Could you rewrite the material below, swapping every "Pick out" for "Mark" and leaving everything else untouched?

__Provided material__:
════════════════

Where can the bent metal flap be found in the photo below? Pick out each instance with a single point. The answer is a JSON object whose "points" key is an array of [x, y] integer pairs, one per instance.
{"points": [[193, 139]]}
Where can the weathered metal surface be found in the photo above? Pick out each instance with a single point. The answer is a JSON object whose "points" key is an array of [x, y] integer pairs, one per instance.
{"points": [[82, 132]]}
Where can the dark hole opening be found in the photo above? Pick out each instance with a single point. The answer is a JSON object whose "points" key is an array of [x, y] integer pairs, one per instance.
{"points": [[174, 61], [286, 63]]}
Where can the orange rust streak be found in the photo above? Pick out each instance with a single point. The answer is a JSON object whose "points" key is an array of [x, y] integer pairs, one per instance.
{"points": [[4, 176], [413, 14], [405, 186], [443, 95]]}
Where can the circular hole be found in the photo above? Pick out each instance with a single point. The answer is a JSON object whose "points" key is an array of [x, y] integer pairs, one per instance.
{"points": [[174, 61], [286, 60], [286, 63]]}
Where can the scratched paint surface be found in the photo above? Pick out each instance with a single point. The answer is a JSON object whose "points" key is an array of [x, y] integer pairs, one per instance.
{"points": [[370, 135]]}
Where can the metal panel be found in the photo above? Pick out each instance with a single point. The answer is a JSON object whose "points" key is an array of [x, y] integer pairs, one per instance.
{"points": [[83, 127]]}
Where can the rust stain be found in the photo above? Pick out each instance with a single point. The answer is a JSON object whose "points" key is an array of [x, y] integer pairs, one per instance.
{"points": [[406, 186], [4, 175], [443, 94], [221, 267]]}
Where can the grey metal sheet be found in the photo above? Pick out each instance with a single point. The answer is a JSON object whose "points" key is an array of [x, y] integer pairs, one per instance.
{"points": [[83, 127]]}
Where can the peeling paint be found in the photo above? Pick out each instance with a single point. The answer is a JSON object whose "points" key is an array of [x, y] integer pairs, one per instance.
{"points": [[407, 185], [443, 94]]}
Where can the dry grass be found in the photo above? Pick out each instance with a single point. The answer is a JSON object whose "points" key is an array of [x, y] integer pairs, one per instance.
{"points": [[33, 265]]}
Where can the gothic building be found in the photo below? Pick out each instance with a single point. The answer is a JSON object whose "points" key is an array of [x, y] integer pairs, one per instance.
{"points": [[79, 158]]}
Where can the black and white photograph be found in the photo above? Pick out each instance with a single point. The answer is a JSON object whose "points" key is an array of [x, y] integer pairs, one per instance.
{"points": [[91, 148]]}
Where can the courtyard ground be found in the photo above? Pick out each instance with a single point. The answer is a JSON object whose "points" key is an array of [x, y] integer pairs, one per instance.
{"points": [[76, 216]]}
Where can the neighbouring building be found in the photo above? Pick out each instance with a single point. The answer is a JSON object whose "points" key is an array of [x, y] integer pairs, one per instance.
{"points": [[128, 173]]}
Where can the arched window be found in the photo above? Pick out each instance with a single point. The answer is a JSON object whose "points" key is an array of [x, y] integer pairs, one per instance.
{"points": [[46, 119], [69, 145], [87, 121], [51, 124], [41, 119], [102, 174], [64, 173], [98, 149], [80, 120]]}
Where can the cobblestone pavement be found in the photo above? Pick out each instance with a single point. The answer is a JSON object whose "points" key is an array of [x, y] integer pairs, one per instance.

════════════════

__Solution to this exercise__:
Where can the bent metal flap be found in the photo below? Mark each instance with a single point. The answer is a JSON object whose "points" key is an array of [x, y] integer pairs, one per instance.
{"points": [[193, 139]]}
Where can the weathered metal surface be found in the photo above? Mark each instance with a single point. The answer is a JSON object whose "points" key is an array of [x, y] integer pairs, one per instance.
{"points": [[82, 132]]}
Where can the dark hole opening be found in the photo above? Mark each instance with a single point. The answer is a JSON object whose "points" key is an array of [x, y] integer pairs, one per instance.
{"points": [[174, 61], [286, 63]]}
Where can the orange rust streak be found in the photo above? Mark each instance with a single point. The answer is a JSON object whose "points" key is an array of [x, y] integer pairs, one per instance.
{"points": [[4, 176], [413, 14], [405, 186], [443, 95]]}
Where can the circular hole be found in the photo above? Mark each instance with a single point. The answer is a JSON object whose "points" key is an array of [x, y] integer pairs, one per instance.
{"points": [[174, 61], [286, 60], [286, 63]]}
Where can the scratched paint surface be found in the photo above? Mark each instance with a single point. The answer is a JSON object whose "points" key is an array of [x, y] integer pairs, one per instance.
{"points": [[370, 135]]}
Where can the metal panel be found in the photo above? Mark each instance with a single point. The answer is a JSON object whose "points" key is an array of [x, y] integer pairs, one per instance.
{"points": [[83, 127]]}
Where can the rust stain be found in the photo above? Mark each instance with a single point. The answer is a JSON object whose "points" key is an array of [x, y] integer pairs, one per instance.
{"points": [[406, 186], [4, 175], [443, 94], [221, 267]]}
Where can the grey metal sheet be found in the photo above? Mark each instance with a single point. The answer is a JSON object whose "points" key is an array of [x, y] integer pairs, one per instance.
{"points": [[83, 127]]}
Where can the peeling paint be found in the photo above? Mark each instance with a single point. The answer is a JSON object whose "points" key is an array of [x, y] integer pairs, one per instance.
{"points": [[407, 185], [443, 94]]}
Where can the dry grass be found in the photo above? Mark each instance with a single point. The answer is a JSON object whose "points" key is an array of [x, y] integer pairs, one per instance.
{"points": [[33, 265]]}
Where can the gothic building be found in the photo below? Mark each instance with a single point. The answer is a JSON object whose "points" key is an array of [x, y] integer pairs, one per instance.
{"points": [[79, 158]]}
Where can the black and white photograph be found in the photo above? Mark each instance with a single point. The answer is a JSON object whose "points" key is an array of [x, y] integer pairs, one per instance.
{"points": [[91, 148]]}
Where can the courtyard ground be found in the photo above? Mark each instance with a single point. The answer is a JSON object whose "points" key is an array of [x, y] integer pairs, one per instance.
{"points": [[76, 216]]}
Where can the neighbouring building be found in the photo above? Mark each instance with a single point. The answer is a JSON object whose "points" key is an array of [x, y] integer pairs, one per instance.
{"points": [[128, 173]]}
Where can the arched window be found in the photo above? Mark each instance with a single point. The answer is a JSON object whose "points" key is an array of [x, y] integer pairs, one per instance.
{"points": [[46, 119], [69, 145], [87, 121], [51, 124], [41, 119], [102, 174], [64, 173], [98, 149], [80, 120]]}
Where can the cobblestone pavement be found in the photo above? Mark each instance with a single point. The answer is a JSON object whose "points" key is an array of [x, y] integer pairs, one per instance.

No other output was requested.